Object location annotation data
— start —

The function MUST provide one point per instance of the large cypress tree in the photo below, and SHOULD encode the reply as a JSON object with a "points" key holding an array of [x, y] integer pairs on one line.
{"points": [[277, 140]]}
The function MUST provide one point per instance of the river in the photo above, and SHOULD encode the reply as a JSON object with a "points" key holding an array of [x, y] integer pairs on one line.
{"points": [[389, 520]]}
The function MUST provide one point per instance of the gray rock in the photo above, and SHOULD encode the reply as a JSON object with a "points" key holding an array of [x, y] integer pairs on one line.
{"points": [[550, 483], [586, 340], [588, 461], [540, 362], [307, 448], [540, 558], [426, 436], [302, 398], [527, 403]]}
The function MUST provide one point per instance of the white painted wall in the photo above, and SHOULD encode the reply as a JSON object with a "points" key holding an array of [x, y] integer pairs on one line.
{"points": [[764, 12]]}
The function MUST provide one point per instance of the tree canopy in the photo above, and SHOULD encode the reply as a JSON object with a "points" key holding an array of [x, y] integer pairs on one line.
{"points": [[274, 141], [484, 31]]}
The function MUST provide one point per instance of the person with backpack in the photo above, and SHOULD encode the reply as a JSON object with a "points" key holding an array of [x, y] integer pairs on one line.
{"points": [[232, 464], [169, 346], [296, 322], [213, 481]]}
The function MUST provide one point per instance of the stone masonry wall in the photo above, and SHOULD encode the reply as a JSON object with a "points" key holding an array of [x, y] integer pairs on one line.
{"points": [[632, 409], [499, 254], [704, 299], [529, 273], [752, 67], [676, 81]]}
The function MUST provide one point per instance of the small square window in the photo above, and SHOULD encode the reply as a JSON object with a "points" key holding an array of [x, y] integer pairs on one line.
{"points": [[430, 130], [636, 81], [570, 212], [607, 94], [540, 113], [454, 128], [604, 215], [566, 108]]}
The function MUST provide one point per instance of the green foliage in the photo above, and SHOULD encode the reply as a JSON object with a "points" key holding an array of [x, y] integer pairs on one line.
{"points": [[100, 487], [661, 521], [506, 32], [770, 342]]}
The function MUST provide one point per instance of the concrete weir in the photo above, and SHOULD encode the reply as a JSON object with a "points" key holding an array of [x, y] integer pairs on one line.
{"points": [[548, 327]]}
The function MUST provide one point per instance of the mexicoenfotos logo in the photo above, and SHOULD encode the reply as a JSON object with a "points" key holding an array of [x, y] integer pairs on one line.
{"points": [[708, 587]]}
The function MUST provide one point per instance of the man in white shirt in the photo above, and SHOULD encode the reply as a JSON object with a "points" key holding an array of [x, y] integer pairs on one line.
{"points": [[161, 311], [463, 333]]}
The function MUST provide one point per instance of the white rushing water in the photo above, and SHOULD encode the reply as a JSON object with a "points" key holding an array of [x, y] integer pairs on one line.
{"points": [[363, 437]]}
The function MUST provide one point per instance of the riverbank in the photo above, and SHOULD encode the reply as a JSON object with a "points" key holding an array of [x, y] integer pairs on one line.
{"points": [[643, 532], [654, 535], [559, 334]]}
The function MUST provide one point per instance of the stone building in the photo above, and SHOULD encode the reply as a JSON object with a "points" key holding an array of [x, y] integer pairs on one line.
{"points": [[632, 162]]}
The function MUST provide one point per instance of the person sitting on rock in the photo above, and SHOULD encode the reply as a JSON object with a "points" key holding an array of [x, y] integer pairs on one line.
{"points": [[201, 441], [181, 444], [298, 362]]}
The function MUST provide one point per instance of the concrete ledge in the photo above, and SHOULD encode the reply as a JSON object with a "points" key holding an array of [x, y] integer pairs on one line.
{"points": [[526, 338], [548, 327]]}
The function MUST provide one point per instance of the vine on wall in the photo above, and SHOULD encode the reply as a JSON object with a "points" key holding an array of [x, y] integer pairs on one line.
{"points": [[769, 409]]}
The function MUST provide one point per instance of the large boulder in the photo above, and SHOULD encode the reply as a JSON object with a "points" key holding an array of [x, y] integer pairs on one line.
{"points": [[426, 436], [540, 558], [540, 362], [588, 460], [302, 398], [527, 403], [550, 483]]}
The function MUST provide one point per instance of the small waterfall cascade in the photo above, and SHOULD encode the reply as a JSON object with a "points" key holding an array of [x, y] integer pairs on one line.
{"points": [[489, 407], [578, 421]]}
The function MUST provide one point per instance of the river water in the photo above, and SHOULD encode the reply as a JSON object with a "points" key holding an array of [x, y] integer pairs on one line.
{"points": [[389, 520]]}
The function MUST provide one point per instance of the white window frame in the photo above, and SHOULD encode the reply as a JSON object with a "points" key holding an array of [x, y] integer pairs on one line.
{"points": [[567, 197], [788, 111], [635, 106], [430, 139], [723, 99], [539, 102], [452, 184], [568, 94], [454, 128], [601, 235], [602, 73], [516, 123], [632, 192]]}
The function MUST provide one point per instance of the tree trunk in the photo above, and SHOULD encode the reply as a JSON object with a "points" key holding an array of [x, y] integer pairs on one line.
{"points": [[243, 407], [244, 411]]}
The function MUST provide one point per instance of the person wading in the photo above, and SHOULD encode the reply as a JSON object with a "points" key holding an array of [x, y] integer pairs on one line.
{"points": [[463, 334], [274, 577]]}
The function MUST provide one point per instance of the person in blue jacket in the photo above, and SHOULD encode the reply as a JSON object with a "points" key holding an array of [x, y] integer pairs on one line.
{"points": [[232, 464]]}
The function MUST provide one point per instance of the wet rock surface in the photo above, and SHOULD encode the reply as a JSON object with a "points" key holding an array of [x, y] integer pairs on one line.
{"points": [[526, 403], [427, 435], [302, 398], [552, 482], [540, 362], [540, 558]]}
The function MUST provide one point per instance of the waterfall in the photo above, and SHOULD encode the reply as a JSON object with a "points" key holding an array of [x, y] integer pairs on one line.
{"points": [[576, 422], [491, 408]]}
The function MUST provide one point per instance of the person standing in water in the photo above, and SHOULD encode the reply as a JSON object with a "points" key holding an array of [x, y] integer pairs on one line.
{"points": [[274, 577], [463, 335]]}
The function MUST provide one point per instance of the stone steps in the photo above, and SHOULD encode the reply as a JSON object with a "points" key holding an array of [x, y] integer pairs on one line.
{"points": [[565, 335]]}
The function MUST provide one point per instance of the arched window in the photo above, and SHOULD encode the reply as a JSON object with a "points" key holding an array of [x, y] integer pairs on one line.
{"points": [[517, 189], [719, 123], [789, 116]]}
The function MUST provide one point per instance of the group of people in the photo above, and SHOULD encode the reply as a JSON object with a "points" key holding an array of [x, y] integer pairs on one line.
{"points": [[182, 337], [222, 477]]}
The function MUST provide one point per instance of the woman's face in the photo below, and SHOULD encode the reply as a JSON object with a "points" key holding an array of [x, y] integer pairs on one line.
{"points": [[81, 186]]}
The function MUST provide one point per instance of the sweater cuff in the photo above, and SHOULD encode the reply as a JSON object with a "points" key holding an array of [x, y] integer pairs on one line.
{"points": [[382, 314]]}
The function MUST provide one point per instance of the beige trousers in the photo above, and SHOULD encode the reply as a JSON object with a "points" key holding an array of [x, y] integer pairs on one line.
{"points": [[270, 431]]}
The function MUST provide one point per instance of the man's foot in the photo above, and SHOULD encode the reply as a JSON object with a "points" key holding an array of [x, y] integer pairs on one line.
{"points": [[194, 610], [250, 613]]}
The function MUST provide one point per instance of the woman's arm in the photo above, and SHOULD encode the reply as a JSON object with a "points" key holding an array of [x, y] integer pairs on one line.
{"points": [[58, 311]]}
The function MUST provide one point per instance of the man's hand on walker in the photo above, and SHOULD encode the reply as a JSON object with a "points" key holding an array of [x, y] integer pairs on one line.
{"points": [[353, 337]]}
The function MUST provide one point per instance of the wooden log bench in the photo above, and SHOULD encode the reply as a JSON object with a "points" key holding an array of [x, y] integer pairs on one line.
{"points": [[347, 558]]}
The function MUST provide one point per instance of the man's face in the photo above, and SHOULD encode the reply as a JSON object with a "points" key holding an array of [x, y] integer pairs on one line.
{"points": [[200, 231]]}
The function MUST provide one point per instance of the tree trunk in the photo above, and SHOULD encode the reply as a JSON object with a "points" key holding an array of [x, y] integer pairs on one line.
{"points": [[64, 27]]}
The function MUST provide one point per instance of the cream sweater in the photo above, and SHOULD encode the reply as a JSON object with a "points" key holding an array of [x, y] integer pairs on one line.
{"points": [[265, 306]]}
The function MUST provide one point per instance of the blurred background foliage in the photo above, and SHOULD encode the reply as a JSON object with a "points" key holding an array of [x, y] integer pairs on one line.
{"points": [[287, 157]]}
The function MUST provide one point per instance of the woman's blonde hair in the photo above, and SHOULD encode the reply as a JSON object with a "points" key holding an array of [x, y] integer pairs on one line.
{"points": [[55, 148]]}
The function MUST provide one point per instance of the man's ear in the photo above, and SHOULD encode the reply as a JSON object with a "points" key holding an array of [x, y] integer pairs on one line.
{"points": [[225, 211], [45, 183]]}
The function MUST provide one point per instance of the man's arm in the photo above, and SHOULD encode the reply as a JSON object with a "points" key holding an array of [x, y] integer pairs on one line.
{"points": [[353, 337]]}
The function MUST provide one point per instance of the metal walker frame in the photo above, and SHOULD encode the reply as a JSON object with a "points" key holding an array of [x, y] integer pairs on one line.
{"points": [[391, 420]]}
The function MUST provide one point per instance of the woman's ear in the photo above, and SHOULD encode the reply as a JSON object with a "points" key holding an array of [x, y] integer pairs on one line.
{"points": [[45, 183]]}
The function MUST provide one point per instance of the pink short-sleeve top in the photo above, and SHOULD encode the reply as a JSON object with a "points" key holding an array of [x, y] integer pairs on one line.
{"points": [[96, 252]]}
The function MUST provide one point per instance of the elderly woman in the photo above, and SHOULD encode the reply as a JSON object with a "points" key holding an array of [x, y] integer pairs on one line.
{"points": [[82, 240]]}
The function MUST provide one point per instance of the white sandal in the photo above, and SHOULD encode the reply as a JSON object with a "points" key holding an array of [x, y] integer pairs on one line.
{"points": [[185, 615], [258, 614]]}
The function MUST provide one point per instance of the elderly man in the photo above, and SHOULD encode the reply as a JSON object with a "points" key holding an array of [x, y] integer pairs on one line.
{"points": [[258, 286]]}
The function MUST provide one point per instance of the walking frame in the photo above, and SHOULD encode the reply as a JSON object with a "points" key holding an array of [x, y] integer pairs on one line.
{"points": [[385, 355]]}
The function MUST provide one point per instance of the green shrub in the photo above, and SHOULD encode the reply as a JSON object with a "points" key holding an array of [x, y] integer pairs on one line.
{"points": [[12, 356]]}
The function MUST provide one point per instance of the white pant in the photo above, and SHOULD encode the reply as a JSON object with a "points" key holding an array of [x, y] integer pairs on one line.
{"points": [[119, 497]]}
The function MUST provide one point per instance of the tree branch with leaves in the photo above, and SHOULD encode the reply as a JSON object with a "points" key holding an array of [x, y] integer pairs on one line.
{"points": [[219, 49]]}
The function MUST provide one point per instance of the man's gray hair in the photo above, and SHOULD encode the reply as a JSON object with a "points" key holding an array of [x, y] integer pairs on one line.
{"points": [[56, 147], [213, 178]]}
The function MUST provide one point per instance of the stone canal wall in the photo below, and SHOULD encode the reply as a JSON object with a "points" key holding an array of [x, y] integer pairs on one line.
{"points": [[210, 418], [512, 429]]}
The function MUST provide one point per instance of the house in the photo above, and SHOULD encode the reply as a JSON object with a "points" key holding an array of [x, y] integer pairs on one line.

— end —

Directive: Restate word for word the lines from the one holding "The function MUST provide one point per instance of the walking" to the end of the listing, both ends included, and nothing more.

Result:
The function MUST provide one point per instance of the walking frame in the photo above, and SHOULD encode the reply as a JSON object with a "points" key holding an array of [x, y] integer pairs on one line.
{"points": [[385, 355]]}
The function MUST provide one point per instance of the green shrub in the photo above, and SHOULD encode the reply as a JSON object with a "points" key holding an array of [x, y] integer pairs on one line.
{"points": [[12, 356]]}
The function MUST provide one point per instance of the white pant in the photo above, and SHOULD encode the reply as a JSON object with a "points" key holding an array of [x, y] integer pairs on one line.
{"points": [[119, 497]]}
The function MUST provide one point per instance of the tree branch with leaves in the photo above, and SHOULD encode the reply as a JSON object with a "points" key holding an array of [x, y] integer pairs on one line.
{"points": [[219, 49]]}
The function MUST provide one point per instance of the man's gray hair in the photo above, and SHOULD encode the reply as a JSON object with a "points" key holding an array of [x, y] integer pairs on one line.
{"points": [[56, 147], [213, 178]]}
The function MUST provide one point per instance of the stone canal wall in the photo below, and SHOULD encode the reply as a JSON object with a "points" key holding an array of [x, y] integer pairs on one line.
{"points": [[210, 418], [512, 429]]}
The function MUST provide one point per instance of the house in the photo above, and SHOULD encode the reply as a JSON object with a "points" key holding an array of [x, y] integer pairs on one line.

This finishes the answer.